● **Extract**:
____________
Looking at Wordless Picture Books, Then and Now

Nov 3, 2022 | Illustration

a series of images that allow the viewer to provide their own dialog or soundtrack

A friend gave me a copy of GODS’ MAN by Lynd Ward for my twentieth birthday and it changed my expectations of illustrated books. I knew in the early years of my career that I wanted to tell stories through images. Ward’s narrative unfolds through a series of mysterious woodblock prints that could be compared to film stills. The experience of reading his book is similar to watching a silent film. Like Ward, I am interested in creating a series of images that allow the viewer to provide their own dialog or soundtrack.
Lynd Ward, page from GODS’ MAN, woodcut, 1929

Lynd Ward, page from GODS’ MAN, woodcut, 1929

GODS’ MAN tells the story of a man who trades his soul for a magic paintbrush. Though he was the son of a Methodist minister, he referenced a polytheistic view in the title. His wordless picture book was the first of its kind to be published in America (in 1929) and he wrote four others in the following decade. He was inspired by the wordless picture books of the European illustrators Frans Masereel and Otto Nuckel; these artists are credited with inspiring the development of the graphic novel.
____________
● **Material supplied**:
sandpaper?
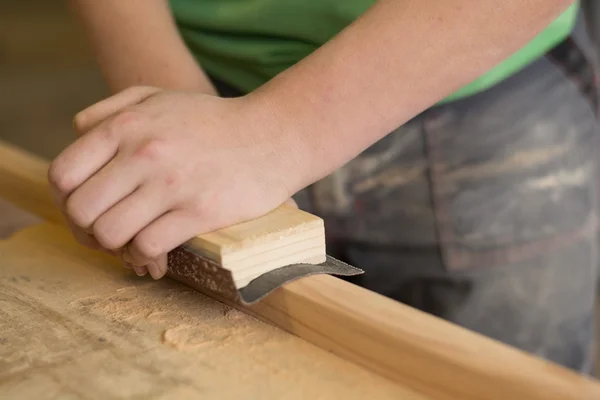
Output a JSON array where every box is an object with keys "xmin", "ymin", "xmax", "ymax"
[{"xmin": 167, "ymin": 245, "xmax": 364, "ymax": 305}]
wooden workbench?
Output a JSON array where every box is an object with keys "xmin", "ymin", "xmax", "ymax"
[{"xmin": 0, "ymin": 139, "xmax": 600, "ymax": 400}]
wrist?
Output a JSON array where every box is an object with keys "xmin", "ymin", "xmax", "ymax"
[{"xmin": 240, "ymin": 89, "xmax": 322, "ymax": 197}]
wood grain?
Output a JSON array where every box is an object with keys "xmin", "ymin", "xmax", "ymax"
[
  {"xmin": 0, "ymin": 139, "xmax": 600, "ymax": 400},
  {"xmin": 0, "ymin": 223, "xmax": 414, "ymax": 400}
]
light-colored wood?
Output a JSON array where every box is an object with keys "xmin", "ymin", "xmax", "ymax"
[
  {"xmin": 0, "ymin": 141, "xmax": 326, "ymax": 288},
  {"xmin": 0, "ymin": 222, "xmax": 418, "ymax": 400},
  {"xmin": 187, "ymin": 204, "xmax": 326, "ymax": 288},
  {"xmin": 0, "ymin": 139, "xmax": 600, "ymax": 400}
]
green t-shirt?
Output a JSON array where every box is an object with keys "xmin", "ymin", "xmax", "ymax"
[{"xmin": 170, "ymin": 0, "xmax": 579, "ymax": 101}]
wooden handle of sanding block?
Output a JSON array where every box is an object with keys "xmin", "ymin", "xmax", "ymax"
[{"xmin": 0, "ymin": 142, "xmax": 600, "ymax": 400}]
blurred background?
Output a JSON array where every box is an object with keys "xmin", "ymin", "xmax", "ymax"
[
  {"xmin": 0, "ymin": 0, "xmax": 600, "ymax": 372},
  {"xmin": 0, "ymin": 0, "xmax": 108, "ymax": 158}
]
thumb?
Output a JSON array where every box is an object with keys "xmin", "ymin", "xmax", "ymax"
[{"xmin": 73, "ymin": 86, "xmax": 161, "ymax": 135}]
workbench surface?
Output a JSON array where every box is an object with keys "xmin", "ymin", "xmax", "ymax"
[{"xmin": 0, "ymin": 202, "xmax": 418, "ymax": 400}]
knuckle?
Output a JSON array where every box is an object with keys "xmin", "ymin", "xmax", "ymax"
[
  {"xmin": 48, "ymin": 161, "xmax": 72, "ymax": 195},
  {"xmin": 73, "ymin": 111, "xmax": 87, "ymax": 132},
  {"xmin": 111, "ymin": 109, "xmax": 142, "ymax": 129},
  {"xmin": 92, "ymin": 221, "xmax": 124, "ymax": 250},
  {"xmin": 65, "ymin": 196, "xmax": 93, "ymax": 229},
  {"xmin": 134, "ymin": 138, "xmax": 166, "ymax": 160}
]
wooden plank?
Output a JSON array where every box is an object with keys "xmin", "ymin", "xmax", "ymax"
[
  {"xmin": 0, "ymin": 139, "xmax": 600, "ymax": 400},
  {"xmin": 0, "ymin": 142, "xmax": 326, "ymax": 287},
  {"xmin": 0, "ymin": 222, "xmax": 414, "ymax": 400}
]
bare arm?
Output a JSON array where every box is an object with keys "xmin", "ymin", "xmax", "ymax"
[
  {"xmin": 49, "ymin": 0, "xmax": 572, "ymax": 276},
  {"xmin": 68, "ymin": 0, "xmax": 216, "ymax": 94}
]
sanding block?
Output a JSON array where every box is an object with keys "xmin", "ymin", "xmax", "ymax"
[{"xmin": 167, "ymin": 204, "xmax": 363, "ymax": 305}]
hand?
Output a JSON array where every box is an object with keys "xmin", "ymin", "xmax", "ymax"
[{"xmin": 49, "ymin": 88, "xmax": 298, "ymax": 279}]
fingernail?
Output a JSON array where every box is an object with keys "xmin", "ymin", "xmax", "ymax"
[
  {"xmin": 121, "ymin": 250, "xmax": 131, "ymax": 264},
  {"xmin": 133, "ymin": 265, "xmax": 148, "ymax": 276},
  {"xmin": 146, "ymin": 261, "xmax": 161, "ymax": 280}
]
____________
● **Task description**: Rewrite the passage of the piece on wordless picture books starting with "Nov 3, 2022" and going on through "dialog or soundtrack.", changing "silent film" to "black-and-white film".

● **The completed task**:
Nov 3, 2022 | Illustration

a series of images that allow the viewer to provide their own dialog or soundtrack

A friend gave me a copy of GODS’ MAN by Lynd Ward for my twentieth birthday and it changed my expectations of illustrated books. I knew in the early years of my career that I wanted to tell stories through images. Ward’s narrative unfolds through a series of mysterious woodblock prints that could be compared to film stills. The experience of reading his book is similar to watching a black-and-white film. Like Ward, I am interested in creating a series of images that allow the viewer to provide their own dialog or soundtrack.